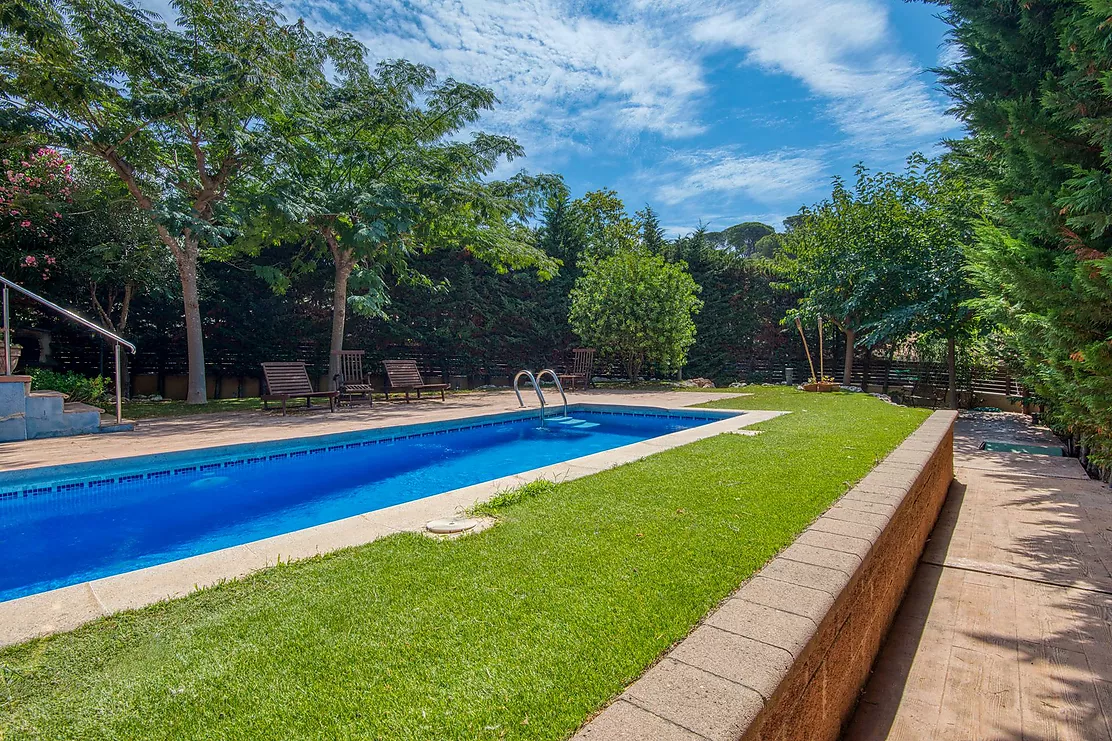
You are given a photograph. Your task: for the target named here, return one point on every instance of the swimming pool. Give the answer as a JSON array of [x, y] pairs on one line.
[[69, 524]]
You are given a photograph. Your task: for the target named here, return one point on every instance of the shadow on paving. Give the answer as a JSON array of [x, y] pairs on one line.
[[1006, 629]]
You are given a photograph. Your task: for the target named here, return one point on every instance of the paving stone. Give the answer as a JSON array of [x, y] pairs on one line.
[[859, 546], [623, 721], [783, 630], [876, 521], [851, 527], [805, 574], [696, 700], [818, 556], [797, 600]]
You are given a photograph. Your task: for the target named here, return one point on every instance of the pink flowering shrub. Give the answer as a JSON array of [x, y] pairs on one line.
[[30, 191]]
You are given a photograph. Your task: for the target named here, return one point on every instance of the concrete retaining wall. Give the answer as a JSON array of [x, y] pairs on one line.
[[785, 656]]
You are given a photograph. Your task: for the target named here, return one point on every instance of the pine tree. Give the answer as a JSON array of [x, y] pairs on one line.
[[1033, 87]]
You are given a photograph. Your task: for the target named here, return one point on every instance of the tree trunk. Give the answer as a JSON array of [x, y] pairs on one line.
[[343, 260], [195, 341], [887, 366], [847, 368], [952, 368], [866, 362]]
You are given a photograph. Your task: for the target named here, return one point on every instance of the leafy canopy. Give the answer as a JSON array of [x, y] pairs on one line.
[[636, 307]]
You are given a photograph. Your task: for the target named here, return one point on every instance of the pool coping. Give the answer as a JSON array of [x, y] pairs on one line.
[[68, 608]]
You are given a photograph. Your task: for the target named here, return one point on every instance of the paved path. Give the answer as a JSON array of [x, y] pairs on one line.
[[165, 435], [1006, 630]]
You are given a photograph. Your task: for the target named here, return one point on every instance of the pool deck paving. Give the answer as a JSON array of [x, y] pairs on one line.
[[70, 606], [1006, 629], [198, 431]]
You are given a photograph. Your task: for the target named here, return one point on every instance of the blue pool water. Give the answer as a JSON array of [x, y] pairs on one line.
[[140, 512]]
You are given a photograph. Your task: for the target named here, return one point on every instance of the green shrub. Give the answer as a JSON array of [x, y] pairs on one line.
[[502, 500], [78, 387]]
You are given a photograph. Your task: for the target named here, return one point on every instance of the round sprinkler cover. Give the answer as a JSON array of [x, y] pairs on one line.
[[450, 525]]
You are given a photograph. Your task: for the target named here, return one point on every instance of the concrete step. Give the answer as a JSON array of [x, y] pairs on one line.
[[45, 404], [76, 418], [108, 424]]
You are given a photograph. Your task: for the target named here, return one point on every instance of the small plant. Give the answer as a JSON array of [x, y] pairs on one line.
[[503, 500], [78, 387]]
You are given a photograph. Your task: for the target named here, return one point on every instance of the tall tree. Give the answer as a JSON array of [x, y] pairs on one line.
[[1034, 88], [741, 238], [652, 233], [379, 176], [179, 112], [607, 226], [850, 256]]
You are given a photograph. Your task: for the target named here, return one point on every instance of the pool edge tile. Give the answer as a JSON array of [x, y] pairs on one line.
[[80, 603]]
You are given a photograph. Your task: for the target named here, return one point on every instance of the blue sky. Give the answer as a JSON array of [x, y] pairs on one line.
[[711, 110]]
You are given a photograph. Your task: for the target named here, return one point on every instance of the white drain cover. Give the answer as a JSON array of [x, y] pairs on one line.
[[450, 525]]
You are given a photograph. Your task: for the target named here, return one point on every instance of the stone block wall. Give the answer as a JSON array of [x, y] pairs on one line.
[[785, 656]]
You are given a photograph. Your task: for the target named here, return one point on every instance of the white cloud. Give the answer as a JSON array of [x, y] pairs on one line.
[[842, 51], [562, 75], [768, 178]]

┄┄┄┄┄┄┄┄┄┄┄┄┄┄┄┄┄┄┄┄

● **EXERCISE INSTRUCTIONS**:
All the lines above are to be given again exactly as they read, with the pictures removed.

● **TASK SOLUTION**:
You are given a photograph. Your task: for the target named here, return one point on every instance of the swimming pool. Give the answer as a JSON array of [x, y] pairs on one line.
[[69, 524]]
You are given a photograph. Your task: for the target named here, return one point on every instance of the shadow on paving. Give the answer as a JSON array of [x, y] pairs on one line.
[[1006, 629]]
You are given a photograph. Your task: for the target named here, return one point on every instance of the paving stone. Give the answer as a JSON array of [x, y] pairs on one line.
[[859, 546], [623, 721], [783, 630], [876, 521], [851, 527], [805, 574], [696, 700], [818, 556], [797, 600]]
You are given a photograph. Your task: for the target named here, return one point on every instance of the pink flowering shrub. Give the answer as a JSON array of [x, y] pairs on one line.
[[30, 191]]
You are given a photograph. Your task: for the target named here, return one point on every instance of the concrete retaining wall. Give the answer as a JSON array of [x, y] pairs on one line.
[[785, 656]]
You are given a photograph. Your task: for the target named here, return one point on every instance of the pine tree. Give the answer as a JSON array of [x, y] pairs on one line.
[[1033, 87]]
You are given a photograph. Your task: for the target named here, return one point on every instance of the tree trunk. Give the answer as a JSON array of [x, y] pairs on one line.
[[343, 260], [195, 341], [887, 366], [847, 368], [952, 368], [866, 362]]
You are given a photograph. Your task: for the target named here, return one point on every instance of the leafy canopy. Give the answer as a JSON array of [x, y] pairs on one line.
[[636, 307]]
You are given a photograph. Your task: for the target named here, return one point on every instance of the pool coping. Give the answer as a JSON array of [x, y] pairs on one line.
[[68, 608]]
You are given a photograph. Your task: for the target named here, return one point on every instance of the paved path. Give the answer as a JSON array of [x, y] pairs on one line.
[[165, 435], [1006, 630]]
You are given a photograph. Your task: for the target named here, return one point on every instance of the pool deck paving. Give the answer as a JSON array of [x, y] pairs on one line.
[[70, 606], [1006, 629], [198, 431]]
You are given a photograph. Your task: for the target named here, return one point on every instance of the blue pool water. Give the answer as a JSON array of [x, y] pairs on one line.
[[140, 512]]
You are given a photograph. Your task: for the target named here, return one point on every instance of the green shrub. Give the answer as a JSON array of [x, y] pairs on one line.
[[502, 500], [78, 387]]
You are given a photograph. Your task: for the target named here, return one point on every instance of the round sprinkler cover. Give the answer as a JSON array of [x, y] pairs on one line.
[[450, 525]]
You are given a photograph. Your task: for the target named here, return one point on every instance of the concrete step. Give the answer as a JSON array of [x, y] pairs on one line.
[[45, 404], [76, 418], [108, 424]]
You are given a photograph. Your task: for the target named here, return one point on every instance of the small plant. Give the answer as a JSON array of [x, y] pairs on one line.
[[503, 500], [78, 387]]
You are given a photograph. Your task: for the target named here, return one point on every instance of the tall tree. Give the answer as a JSON array of [x, y] pairs on one line.
[[1034, 88], [741, 238], [652, 233], [379, 176], [179, 112], [607, 226], [850, 256]]
You are given a photograph. Your task: for the target named here, return one point on every instance of the pool edge tile. Give the answer as a JSON array of [x, y] pairs on one line.
[[80, 603]]
You are given a photograph. Your task: for the target named here, return one point on every instance of the blue sky. Give the answer as a JSON array of [x, y] pairs on one line.
[[711, 110]]
You are given a photograph. Your task: for the target named here, return one point on every instance of the white drain cover. Give the answer as a JSON array of [x, y] pairs on one line.
[[450, 525]]
You are given a photograph. Your task: for the target named here, return one point on every instance of the stone block wall. Give the answer as a JSON array of [x, y] pairs on one line.
[[785, 656]]
You are given a photograph. Your task: for the target named here, return one point on every instance of the white cloud. Give the answer as a JSON array of [x, y] pairs on one line.
[[842, 51], [562, 75], [768, 178]]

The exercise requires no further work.